> [GIVEN PASSAGE]
Redhead and the Slaughter King
MEGAN FALLEY

Poetry
120 Pages
5½” x 8½” Perfect-bound Trade Paperback
ISBN 978-1938912450
First Edition
Reviewer Copy: Paperback
Write Bloody Publishing
Austin, Texas, USA
Available HERE
$15.00
Review by Cetoria Tomberlin

Megan Falley’s second full-length poetry collection, Redhead and the Slaughter King, is a tour-de-force in the exploration of the tangled nature of love—How family, friends, and lovers give and take the thing we seek the most, sometimes without explanation or cause.

The book delivers an interesting twist in that it is reminiscent of Falley’s former work, yet moves far beyond the pages of After the Witch Hunt. Falley’s black humor and sleight-of-hand writing style is still very much present, but the material has moved on from herself. The book is divided into five parts that count backward. The effect leaves the reader anticipating what is to come with each turn of the page.

The poems of the first section primarily address Falley’s emotions about intimacy and love gone wrong. She uses her words to take shots at patriarchy as well as former lovers. Falley again shows her ability to use honesty as a weapon against the horrors the world has in store for all of us, particularly exes that treat you less than kindly:

[…] and I told myself you’d learn
to love me, and I never forgave you
for how close you might have come

if we had met in a different year,
in different bodies.

> [DATA ENTRIES]
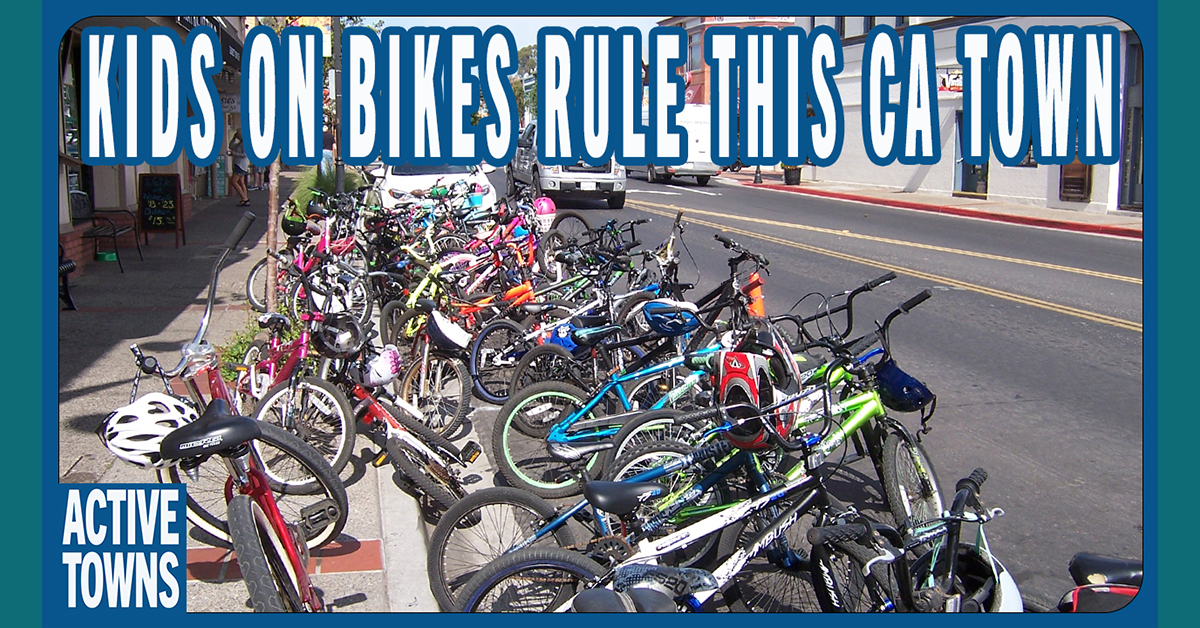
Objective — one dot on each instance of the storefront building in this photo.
==
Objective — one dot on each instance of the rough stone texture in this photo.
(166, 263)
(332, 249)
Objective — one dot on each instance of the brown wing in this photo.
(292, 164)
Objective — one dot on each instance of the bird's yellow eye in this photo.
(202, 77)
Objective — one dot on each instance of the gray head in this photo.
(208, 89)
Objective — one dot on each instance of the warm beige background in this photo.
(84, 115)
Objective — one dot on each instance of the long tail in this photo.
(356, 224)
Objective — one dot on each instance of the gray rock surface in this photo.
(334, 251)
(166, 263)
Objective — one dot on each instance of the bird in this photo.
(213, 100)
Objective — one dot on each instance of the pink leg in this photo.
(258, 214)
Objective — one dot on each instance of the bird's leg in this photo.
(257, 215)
---
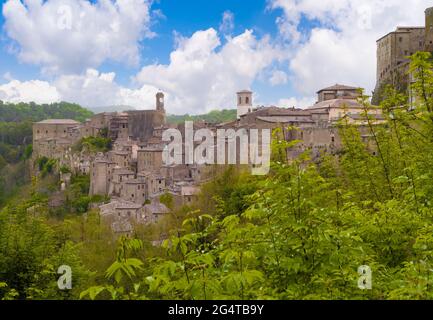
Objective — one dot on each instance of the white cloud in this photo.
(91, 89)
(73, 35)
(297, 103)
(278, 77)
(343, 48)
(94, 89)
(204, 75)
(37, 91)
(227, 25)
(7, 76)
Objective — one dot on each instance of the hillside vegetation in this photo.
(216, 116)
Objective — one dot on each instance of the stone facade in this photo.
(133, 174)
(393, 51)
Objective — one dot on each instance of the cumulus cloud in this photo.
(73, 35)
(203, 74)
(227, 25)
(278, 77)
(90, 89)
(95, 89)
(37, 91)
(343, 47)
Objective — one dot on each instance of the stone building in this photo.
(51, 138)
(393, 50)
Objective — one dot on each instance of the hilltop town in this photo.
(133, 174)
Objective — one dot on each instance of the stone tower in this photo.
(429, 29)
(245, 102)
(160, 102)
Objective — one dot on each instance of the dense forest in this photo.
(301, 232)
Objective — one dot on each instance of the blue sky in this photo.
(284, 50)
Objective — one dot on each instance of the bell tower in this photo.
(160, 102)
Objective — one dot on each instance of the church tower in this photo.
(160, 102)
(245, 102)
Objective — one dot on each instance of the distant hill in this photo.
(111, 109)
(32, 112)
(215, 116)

> [TASKS]
(1) Can you produce, word for word, the part of the book review that opens with the words containing "Megan Falley’s second" and closes with "explanation or cause."?
(2) Which lines of the entries include the string "building"? Show each of them in full.
The review and the entries come from unrelated sources.

> [SOLVED PROBLEMS]
(1)
Megan Falley’s second full-length poetry collection, Redhead and the Slaughter King, is a tour-de-force in the exploration of the tangled nature of love—How family, friends, and lovers give and take the thing we seek the most, sometimes without explanation or cause.

(2)
Objective — one dot on each instance of the storefront building in this photo.
Objective — one dot on each instance of the stone building in this photo.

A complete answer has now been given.